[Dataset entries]
______________________________
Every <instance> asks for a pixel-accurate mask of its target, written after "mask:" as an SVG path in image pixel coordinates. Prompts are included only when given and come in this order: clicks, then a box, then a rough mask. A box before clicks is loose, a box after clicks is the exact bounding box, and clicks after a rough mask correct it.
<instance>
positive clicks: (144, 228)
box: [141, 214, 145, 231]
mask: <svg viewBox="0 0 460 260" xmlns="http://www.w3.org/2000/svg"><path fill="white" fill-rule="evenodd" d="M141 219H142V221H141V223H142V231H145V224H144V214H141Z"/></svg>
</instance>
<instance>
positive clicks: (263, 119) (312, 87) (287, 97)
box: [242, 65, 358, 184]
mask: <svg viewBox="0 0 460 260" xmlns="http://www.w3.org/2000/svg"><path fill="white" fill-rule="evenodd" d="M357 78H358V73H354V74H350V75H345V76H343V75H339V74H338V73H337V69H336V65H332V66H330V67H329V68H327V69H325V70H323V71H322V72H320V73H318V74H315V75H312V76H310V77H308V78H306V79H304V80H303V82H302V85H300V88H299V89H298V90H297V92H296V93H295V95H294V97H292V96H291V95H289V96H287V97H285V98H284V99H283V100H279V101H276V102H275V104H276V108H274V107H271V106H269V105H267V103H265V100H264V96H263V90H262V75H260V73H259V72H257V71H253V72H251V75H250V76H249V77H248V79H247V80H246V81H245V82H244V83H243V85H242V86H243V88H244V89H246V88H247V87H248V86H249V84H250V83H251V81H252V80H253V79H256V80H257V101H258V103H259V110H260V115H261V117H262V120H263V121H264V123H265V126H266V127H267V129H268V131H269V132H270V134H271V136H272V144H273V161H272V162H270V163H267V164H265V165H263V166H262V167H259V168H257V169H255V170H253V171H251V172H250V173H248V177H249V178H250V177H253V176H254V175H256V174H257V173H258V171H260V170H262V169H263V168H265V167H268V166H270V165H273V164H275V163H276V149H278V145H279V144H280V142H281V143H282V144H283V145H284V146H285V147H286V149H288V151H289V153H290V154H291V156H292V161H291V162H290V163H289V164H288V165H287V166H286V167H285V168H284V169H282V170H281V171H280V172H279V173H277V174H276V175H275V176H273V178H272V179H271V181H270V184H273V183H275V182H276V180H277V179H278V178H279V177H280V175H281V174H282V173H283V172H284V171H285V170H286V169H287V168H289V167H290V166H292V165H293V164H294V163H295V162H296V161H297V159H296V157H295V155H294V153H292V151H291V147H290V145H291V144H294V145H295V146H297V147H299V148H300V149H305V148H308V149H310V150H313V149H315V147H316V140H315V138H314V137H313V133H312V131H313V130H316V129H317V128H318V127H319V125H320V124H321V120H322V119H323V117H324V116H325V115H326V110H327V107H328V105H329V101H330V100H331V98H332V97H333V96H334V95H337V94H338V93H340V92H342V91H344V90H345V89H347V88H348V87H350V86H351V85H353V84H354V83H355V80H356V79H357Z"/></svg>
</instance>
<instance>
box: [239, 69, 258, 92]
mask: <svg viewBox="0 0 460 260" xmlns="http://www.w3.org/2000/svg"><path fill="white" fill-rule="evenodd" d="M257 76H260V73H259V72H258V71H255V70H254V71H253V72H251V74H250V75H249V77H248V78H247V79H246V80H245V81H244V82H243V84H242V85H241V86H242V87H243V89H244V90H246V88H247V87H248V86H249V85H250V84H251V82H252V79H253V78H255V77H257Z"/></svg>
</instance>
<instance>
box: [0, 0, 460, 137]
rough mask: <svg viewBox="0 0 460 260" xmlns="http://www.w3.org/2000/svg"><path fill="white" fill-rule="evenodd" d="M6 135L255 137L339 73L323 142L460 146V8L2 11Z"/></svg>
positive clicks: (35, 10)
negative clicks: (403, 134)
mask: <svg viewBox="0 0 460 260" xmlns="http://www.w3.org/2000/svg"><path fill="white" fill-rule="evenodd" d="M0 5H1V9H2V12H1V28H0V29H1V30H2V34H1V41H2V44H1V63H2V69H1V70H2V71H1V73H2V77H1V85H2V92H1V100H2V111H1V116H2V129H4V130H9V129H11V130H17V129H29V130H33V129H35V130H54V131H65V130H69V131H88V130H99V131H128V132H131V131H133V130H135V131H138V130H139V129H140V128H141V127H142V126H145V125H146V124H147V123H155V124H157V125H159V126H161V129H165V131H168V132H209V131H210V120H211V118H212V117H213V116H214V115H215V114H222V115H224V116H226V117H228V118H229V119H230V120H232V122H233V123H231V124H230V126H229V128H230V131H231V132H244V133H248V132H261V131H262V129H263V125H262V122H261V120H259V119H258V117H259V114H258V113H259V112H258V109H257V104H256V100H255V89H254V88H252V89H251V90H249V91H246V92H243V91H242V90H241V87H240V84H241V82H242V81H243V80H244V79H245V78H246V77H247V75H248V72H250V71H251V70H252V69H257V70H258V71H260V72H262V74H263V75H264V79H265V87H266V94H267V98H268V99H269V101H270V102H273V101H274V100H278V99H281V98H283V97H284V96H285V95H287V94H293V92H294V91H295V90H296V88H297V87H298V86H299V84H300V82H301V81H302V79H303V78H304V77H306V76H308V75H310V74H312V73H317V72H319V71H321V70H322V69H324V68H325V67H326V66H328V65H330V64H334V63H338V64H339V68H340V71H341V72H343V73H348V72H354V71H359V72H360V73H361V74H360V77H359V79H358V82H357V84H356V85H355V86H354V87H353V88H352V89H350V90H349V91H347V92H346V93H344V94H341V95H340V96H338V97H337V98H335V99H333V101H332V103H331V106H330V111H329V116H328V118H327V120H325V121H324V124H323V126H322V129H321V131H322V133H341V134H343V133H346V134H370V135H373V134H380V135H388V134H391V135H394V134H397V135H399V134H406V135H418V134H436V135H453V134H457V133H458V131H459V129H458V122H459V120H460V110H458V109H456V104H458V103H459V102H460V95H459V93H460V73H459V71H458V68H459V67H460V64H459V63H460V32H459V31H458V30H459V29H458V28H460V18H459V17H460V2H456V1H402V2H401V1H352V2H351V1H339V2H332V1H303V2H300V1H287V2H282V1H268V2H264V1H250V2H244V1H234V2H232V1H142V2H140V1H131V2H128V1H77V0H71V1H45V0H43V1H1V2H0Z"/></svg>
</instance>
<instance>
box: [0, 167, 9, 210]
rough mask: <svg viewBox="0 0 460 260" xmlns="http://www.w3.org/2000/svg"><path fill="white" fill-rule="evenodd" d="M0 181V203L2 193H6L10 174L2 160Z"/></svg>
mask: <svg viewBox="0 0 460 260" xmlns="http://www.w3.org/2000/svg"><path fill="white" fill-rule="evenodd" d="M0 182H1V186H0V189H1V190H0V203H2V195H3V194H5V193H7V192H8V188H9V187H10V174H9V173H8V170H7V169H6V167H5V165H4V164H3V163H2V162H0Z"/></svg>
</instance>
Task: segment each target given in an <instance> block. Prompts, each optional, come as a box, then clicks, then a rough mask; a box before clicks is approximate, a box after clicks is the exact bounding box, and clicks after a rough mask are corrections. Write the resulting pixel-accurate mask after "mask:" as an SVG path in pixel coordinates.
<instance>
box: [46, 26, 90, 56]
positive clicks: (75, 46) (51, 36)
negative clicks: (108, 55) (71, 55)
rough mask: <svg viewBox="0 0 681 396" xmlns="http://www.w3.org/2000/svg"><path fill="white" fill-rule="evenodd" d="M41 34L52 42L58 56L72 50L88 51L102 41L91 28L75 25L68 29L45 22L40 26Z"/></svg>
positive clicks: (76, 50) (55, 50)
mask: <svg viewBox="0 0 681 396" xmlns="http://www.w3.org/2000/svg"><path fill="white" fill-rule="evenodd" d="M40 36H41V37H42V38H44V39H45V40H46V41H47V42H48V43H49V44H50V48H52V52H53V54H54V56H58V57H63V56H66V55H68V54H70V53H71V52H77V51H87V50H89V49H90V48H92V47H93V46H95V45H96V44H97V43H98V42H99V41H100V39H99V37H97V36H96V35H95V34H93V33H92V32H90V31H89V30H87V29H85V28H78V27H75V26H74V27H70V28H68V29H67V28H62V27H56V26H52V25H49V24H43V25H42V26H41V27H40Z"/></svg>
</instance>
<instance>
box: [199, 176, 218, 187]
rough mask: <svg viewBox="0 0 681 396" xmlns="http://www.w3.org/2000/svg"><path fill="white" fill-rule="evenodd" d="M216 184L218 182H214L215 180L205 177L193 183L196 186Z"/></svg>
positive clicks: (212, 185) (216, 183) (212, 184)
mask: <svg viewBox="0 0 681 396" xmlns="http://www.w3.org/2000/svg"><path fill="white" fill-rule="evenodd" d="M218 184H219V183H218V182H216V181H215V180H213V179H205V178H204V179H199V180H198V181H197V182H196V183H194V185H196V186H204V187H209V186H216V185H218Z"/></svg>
______________________________
* Your goal
All lines in the data that contain the word "accurate" should be copied.

* Result
Every <instance> asks for a pixel-accurate mask of its target, written after "mask:" as an SVG path in image pixel coordinates. Prompts are included only when given and come in this order: clicks, then a box, then a rough mask. A box before clicks is loose, a box after clicks is the exact bounding box, and clicks after a rough mask correct it.
Task: segment each target given in an <instance> block. Prompts, each optional, come as a box, then clicks, then a rough mask; a box before clicks is approximate, a box after clicks is the exact bounding box, and clicks after a rough mask are corrections. Write the resulting pixel-accurate mask after "mask:" as an SVG path in pixel coordinates.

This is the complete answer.